/---
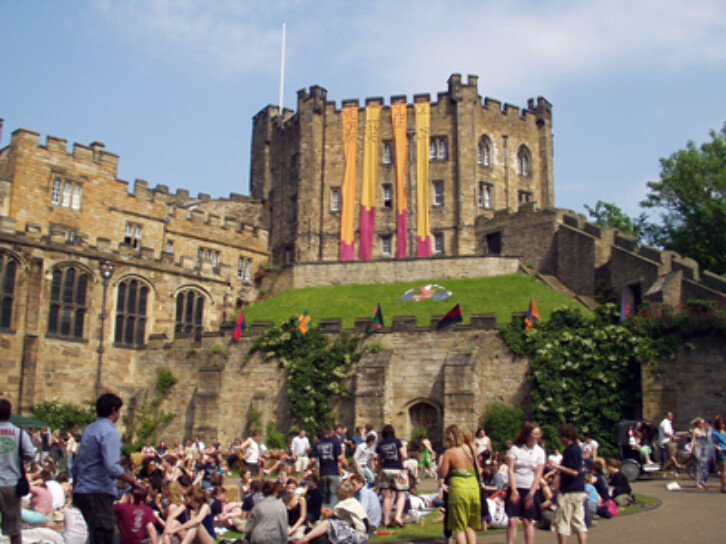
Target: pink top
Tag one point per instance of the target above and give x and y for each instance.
(42, 501)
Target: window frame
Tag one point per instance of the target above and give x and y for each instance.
(132, 332)
(65, 308)
(438, 193)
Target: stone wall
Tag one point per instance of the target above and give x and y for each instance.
(387, 271)
(689, 385)
(297, 161)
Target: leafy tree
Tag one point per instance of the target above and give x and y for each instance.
(502, 423)
(691, 193)
(316, 370)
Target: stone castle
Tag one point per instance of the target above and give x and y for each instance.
(101, 286)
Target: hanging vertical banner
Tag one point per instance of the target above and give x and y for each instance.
(398, 119)
(370, 176)
(347, 208)
(423, 226)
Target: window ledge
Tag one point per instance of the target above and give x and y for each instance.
(52, 336)
(130, 346)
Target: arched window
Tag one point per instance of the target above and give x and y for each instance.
(484, 151)
(8, 268)
(131, 303)
(523, 161)
(189, 311)
(67, 302)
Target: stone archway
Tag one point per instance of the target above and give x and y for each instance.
(424, 413)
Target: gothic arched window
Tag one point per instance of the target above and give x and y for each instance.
(8, 268)
(484, 151)
(131, 304)
(67, 302)
(523, 161)
(189, 312)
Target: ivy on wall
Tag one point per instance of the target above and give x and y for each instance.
(315, 367)
(587, 371)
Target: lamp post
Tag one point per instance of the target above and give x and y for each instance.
(411, 133)
(106, 267)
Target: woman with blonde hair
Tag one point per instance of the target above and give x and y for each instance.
(701, 450)
(458, 464)
(526, 461)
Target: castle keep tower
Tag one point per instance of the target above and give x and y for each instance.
(352, 183)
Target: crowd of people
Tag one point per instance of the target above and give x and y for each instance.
(337, 487)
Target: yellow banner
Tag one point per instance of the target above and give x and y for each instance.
(347, 209)
(398, 118)
(423, 226)
(370, 156)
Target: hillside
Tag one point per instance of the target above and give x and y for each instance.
(502, 295)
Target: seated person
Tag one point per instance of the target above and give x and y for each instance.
(621, 492)
(349, 523)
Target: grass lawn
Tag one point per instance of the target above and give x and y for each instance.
(501, 295)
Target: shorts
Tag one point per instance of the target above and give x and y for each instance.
(395, 479)
(301, 464)
(517, 510)
(570, 513)
(672, 448)
(10, 509)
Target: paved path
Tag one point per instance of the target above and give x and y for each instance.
(688, 515)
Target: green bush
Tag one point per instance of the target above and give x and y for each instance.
(502, 423)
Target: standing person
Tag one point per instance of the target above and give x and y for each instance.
(252, 449)
(267, 523)
(394, 480)
(96, 466)
(326, 452)
(701, 450)
(458, 464)
(300, 447)
(667, 438)
(526, 460)
(571, 500)
(719, 440)
(14, 444)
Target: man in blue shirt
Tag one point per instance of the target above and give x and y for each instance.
(96, 467)
(369, 499)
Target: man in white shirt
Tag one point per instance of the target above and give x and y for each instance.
(14, 445)
(300, 448)
(667, 438)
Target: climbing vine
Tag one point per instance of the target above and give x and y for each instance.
(316, 370)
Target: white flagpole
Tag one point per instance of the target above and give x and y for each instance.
(282, 68)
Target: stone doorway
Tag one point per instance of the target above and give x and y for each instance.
(424, 413)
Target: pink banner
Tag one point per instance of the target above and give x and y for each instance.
(367, 222)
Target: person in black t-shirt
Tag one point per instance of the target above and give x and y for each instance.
(571, 500)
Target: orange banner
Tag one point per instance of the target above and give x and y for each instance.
(423, 226)
(370, 177)
(399, 122)
(349, 116)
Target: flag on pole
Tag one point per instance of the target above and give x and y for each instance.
(239, 326)
(376, 321)
(532, 315)
(302, 323)
(454, 316)
(624, 309)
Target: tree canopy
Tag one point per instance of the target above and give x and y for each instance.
(690, 194)
(690, 199)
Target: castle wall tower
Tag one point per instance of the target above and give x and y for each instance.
(483, 157)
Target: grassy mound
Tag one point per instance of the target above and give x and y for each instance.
(501, 295)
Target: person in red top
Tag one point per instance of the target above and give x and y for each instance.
(135, 520)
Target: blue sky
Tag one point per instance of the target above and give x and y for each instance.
(171, 85)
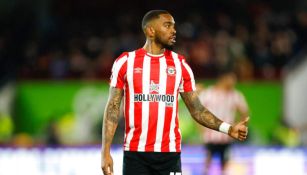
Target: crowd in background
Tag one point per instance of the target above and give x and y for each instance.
(79, 40)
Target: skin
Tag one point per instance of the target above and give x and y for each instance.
(160, 34)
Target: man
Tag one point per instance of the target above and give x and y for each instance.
(149, 79)
(225, 101)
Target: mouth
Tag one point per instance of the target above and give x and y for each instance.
(173, 39)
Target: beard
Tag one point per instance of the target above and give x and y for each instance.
(164, 43)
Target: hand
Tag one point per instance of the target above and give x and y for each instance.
(107, 164)
(239, 131)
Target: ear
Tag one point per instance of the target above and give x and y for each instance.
(150, 31)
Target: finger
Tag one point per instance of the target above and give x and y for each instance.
(245, 121)
(111, 168)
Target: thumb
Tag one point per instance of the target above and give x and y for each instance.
(245, 121)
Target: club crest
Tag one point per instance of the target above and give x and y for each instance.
(171, 71)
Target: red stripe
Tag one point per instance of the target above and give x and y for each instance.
(126, 114)
(153, 106)
(121, 75)
(170, 85)
(177, 134)
(137, 85)
(187, 83)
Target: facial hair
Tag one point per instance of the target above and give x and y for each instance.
(165, 45)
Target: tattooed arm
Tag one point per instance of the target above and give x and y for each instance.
(204, 117)
(110, 122)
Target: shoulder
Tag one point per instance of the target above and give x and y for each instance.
(122, 56)
(175, 54)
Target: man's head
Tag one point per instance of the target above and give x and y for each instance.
(159, 26)
(227, 79)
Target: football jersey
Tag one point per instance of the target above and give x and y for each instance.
(151, 84)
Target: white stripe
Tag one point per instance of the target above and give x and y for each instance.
(172, 146)
(161, 108)
(130, 64)
(145, 104)
(115, 70)
(190, 73)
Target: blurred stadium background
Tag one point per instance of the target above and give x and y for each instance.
(55, 61)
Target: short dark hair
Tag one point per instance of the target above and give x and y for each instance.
(152, 14)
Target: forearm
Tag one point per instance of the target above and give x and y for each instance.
(204, 117)
(111, 119)
(109, 126)
(199, 113)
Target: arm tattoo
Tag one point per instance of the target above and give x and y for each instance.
(201, 114)
(111, 117)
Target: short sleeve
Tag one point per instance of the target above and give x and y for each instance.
(188, 81)
(119, 70)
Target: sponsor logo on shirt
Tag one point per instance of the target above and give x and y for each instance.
(138, 70)
(171, 70)
(168, 99)
(153, 87)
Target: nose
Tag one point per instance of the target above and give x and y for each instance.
(174, 30)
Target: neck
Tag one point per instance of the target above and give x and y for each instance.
(221, 86)
(153, 47)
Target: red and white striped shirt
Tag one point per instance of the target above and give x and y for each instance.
(224, 105)
(151, 84)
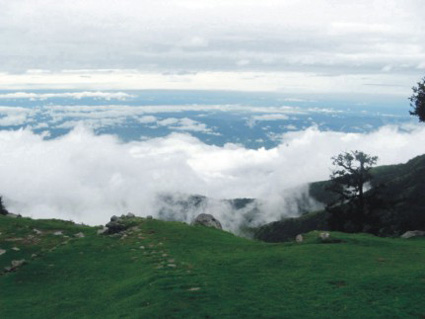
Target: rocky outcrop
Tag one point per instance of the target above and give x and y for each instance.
(207, 220)
(413, 233)
(118, 224)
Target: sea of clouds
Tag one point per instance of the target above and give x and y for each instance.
(87, 178)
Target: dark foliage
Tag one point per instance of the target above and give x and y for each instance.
(3, 210)
(352, 211)
(417, 101)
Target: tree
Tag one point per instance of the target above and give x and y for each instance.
(3, 210)
(417, 101)
(349, 180)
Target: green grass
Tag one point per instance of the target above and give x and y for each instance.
\---
Repeat exactly the lines in the entries from the one containing "Target: neck" to the final line, inclusive, and nothing beyond them; skip pictures.

Target: neck
Tag one point per instance of the target above and give x and y for each instance.
(221, 86)
(153, 47)
Target: red and white striped shirt
Tag one point per instance of the target above and give x and y for each instance.
(224, 105)
(151, 84)
Target: rocky outcrop
Tag one point per instance of the target above and give x and y for each instance.
(207, 220)
(413, 233)
(118, 224)
Target: sea of clouds
Tag one point per instance of the target above and give x and y for each instance.
(87, 178)
Target: dark foliage
Tag one point per instance of the target above and give x and y for each instance.
(3, 210)
(352, 211)
(417, 101)
Target: tree
Tag one point per instance of the target above and give x and y for each instance.
(3, 210)
(417, 101)
(349, 180)
Target: green grass
Tag one point per instance of the target above and give x and y for each instance.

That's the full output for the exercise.